====== Text excerpt ======

Then, just a moment ago, she ran circles around me training for her first triathlon, swimming miles a day while I cheered and paddled alongside with my kickboard.
Only a moment ago I was squawking at her as she took the wheel, took classes online, took my place as the captain of her own ship, sailing in new directions I couldn’t even imagine.
And today, just a few hours ago, I sat next to her on the set of the television show “Inside Indiana Business” and watched her being interviewed by the esteemed Dr. K, Executive Director of the Johnson Center for Entrepreneurship and Innovation at the Kelley School of Business at Indiana University. My daughter, the entrepreneur/innovator of the month.
When the show airs on Sunday morning at eleven o’clock, just after “Meet the Press,” there could be close to half a million people watching Haylie explain how she created her business and how she is driven to help others with the profits she makes. They will all see this composed, confident, determined young woman articulating the passion that bubbles up so authentically from her giant heart, and they will see her mom sitting there next to her smiling a smile that feels too big for my face, thinking, “I remember when you couldn’t get the spoon in your mouth and just look at you now!”
Ah, moments upon moments upon moments. This mysterious life, a luxurious length of silk folded up into a new Now and, again, I am the head of a needle pushing through silk, feeling it all.

======

### Given task A:
Rewrite the excerpt from "And today, just" to "of the month.", putting "TV program" in place of "television show".

====== Records to process ======

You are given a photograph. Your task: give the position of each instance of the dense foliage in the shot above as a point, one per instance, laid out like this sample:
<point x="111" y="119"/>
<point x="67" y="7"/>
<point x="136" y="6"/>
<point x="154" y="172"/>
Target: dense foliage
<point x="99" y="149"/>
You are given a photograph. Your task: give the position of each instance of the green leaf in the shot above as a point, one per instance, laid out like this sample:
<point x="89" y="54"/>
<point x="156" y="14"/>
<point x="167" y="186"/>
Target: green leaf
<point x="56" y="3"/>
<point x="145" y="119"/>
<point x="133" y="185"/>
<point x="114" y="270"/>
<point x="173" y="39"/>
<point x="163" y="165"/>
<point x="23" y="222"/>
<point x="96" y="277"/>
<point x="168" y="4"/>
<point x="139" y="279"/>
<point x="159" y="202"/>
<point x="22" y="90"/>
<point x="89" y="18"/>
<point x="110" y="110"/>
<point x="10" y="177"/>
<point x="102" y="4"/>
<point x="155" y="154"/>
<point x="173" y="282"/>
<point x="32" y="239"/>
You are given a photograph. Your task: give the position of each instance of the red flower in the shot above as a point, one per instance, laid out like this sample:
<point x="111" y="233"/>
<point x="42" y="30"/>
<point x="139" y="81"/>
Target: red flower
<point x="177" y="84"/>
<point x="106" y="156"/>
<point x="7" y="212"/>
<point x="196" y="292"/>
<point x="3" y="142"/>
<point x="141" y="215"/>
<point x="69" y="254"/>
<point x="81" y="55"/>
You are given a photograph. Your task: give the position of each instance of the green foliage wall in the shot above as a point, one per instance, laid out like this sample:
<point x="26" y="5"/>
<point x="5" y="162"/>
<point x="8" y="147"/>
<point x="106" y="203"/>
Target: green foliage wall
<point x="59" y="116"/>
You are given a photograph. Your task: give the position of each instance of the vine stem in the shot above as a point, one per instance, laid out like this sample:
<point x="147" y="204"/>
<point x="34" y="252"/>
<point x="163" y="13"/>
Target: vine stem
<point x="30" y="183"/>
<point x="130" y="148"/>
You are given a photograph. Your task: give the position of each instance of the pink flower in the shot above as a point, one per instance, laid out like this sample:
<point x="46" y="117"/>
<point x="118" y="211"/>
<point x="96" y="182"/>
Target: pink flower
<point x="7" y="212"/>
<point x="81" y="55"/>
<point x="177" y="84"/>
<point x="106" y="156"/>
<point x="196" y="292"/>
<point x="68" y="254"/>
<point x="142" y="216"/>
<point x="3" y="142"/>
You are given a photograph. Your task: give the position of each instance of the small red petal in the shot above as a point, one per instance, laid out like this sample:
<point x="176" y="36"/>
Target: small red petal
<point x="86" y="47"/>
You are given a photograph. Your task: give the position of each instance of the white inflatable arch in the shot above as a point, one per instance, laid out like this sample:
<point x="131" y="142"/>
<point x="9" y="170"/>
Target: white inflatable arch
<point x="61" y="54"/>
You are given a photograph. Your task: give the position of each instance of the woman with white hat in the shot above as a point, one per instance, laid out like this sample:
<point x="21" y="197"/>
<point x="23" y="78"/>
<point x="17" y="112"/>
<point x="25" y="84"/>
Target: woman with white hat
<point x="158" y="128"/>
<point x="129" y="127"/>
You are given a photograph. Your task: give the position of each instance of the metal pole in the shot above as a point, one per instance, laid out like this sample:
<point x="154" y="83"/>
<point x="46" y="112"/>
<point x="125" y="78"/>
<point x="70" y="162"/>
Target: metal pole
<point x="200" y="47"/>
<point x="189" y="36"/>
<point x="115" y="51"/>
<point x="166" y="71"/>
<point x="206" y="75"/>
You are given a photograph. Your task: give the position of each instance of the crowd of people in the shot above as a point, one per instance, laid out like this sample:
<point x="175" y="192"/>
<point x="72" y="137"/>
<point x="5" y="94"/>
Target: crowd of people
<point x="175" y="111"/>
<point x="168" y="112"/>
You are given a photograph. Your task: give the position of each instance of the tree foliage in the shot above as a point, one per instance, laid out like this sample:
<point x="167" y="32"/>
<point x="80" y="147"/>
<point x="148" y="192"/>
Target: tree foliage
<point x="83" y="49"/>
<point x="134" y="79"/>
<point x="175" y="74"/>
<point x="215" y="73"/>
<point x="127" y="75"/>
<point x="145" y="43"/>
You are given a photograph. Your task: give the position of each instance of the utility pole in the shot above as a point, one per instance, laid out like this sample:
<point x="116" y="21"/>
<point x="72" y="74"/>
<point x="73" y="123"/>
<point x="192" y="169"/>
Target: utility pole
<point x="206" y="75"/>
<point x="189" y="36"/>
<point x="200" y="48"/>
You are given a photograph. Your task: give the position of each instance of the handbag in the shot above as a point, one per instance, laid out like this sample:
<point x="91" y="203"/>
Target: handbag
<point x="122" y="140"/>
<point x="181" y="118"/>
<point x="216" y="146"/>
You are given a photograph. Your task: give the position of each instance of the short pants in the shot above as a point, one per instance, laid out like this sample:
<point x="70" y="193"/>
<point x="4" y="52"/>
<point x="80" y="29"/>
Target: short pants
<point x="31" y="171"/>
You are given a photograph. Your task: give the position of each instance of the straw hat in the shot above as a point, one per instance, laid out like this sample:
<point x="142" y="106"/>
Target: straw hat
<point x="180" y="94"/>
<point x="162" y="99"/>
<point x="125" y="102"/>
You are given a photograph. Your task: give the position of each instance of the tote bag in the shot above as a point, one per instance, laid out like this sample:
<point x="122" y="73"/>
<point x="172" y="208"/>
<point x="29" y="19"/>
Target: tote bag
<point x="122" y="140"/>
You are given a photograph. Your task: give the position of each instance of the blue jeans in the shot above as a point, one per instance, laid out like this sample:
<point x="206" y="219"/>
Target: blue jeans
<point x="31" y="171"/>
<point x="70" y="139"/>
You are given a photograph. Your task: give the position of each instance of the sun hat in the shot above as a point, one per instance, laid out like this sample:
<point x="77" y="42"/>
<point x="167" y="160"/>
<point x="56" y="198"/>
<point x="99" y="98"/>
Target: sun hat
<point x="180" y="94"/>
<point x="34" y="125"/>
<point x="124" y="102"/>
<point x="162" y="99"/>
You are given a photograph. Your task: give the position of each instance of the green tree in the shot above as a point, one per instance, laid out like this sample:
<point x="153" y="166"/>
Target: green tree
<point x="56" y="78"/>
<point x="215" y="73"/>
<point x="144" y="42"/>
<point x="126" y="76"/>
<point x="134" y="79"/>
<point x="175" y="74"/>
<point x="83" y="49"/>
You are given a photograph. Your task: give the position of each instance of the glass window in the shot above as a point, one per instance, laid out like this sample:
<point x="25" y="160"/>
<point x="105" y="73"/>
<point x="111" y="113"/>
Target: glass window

======

### Given task B:
How many lines of the entries contain the string "petal"? Reply with the number alone.

### Written reply A:
And today, just a few hours ago, I sat next to her on the set of the TV program “Inside Indiana Business” and watched her being interviewed by the esteemed Dr. K, Executive Director of the Johnson Center for Entrepreneurship and Innovation at the Kelley School of Business at Indiana University. My daughter, the entrepreneur/innovator of the month.

### Written reply B:
2